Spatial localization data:
%%
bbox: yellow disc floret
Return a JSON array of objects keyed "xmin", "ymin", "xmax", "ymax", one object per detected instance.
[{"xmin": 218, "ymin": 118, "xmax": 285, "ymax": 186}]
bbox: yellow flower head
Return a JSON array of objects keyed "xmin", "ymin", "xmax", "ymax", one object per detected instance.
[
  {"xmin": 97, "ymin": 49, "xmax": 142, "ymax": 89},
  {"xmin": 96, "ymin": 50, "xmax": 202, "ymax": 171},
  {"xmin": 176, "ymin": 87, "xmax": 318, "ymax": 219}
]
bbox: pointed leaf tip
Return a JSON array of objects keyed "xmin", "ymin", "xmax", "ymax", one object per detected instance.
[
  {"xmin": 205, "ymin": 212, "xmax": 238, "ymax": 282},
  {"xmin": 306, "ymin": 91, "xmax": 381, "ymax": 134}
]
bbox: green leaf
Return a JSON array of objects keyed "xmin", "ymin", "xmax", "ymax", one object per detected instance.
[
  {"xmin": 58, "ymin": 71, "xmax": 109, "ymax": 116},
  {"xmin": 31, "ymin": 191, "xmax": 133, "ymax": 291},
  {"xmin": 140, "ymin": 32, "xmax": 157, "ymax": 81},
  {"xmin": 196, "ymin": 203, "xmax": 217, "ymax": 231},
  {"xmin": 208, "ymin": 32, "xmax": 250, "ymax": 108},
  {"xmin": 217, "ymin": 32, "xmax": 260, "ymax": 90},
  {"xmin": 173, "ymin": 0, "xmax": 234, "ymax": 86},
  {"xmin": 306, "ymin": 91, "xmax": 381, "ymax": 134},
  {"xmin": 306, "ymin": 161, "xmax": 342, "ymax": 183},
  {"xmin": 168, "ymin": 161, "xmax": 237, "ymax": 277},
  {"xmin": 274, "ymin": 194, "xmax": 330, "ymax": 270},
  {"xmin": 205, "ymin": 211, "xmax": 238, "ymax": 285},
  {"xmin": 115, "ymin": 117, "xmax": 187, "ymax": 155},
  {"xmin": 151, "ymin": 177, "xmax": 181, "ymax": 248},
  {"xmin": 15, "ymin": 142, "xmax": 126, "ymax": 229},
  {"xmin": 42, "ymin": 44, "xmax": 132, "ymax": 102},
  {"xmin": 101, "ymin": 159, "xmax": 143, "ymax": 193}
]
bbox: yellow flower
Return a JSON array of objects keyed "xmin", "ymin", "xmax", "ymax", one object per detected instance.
%%
### What the task asks
Take each record above and return it verbatim.

### Expected answer
bbox: yellow disc floret
Return a JSON array of objects keyed "xmin", "ymin", "xmax", "ymax", one object per detected instance.
[{"xmin": 218, "ymin": 118, "xmax": 285, "ymax": 186}]
bbox: yellow flower head
Return a JSON array of objects keyed "xmin", "ymin", "xmax", "ymax", one object per detected instance.
[
  {"xmin": 97, "ymin": 49, "xmax": 142, "ymax": 89},
  {"xmin": 96, "ymin": 50, "xmax": 202, "ymax": 171},
  {"xmin": 176, "ymin": 87, "xmax": 318, "ymax": 219}
]
bbox: pointed leaf tip
Return a JSON array of objects keyed "xmin", "ymin", "xmax", "ymax", one object per detected instance.
[
  {"xmin": 205, "ymin": 212, "xmax": 238, "ymax": 282},
  {"xmin": 306, "ymin": 91, "xmax": 381, "ymax": 134}
]
bbox: green leaf
Return a JSON array of objects keyed "xmin", "ymin", "xmax", "ymax", one object per detected instance.
[
  {"xmin": 58, "ymin": 71, "xmax": 109, "ymax": 116},
  {"xmin": 31, "ymin": 191, "xmax": 133, "ymax": 291},
  {"xmin": 140, "ymin": 32, "xmax": 157, "ymax": 81},
  {"xmin": 196, "ymin": 203, "xmax": 217, "ymax": 231},
  {"xmin": 208, "ymin": 32, "xmax": 250, "ymax": 108},
  {"xmin": 217, "ymin": 32, "xmax": 260, "ymax": 90},
  {"xmin": 173, "ymin": 0, "xmax": 234, "ymax": 86},
  {"xmin": 306, "ymin": 91, "xmax": 381, "ymax": 134},
  {"xmin": 306, "ymin": 161, "xmax": 342, "ymax": 183},
  {"xmin": 168, "ymin": 161, "xmax": 237, "ymax": 277},
  {"xmin": 274, "ymin": 194, "xmax": 330, "ymax": 270},
  {"xmin": 205, "ymin": 211, "xmax": 238, "ymax": 285},
  {"xmin": 115, "ymin": 117, "xmax": 187, "ymax": 155},
  {"xmin": 151, "ymin": 177, "xmax": 181, "ymax": 248},
  {"xmin": 15, "ymin": 142, "xmax": 126, "ymax": 229},
  {"xmin": 42, "ymin": 44, "xmax": 132, "ymax": 102},
  {"xmin": 101, "ymin": 159, "xmax": 143, "ymax": 193}
]
bbox: yellow flower
Return a JSON array of objects keyed "xmin", "ymin", "xmax", "ymax", one object per detected instance.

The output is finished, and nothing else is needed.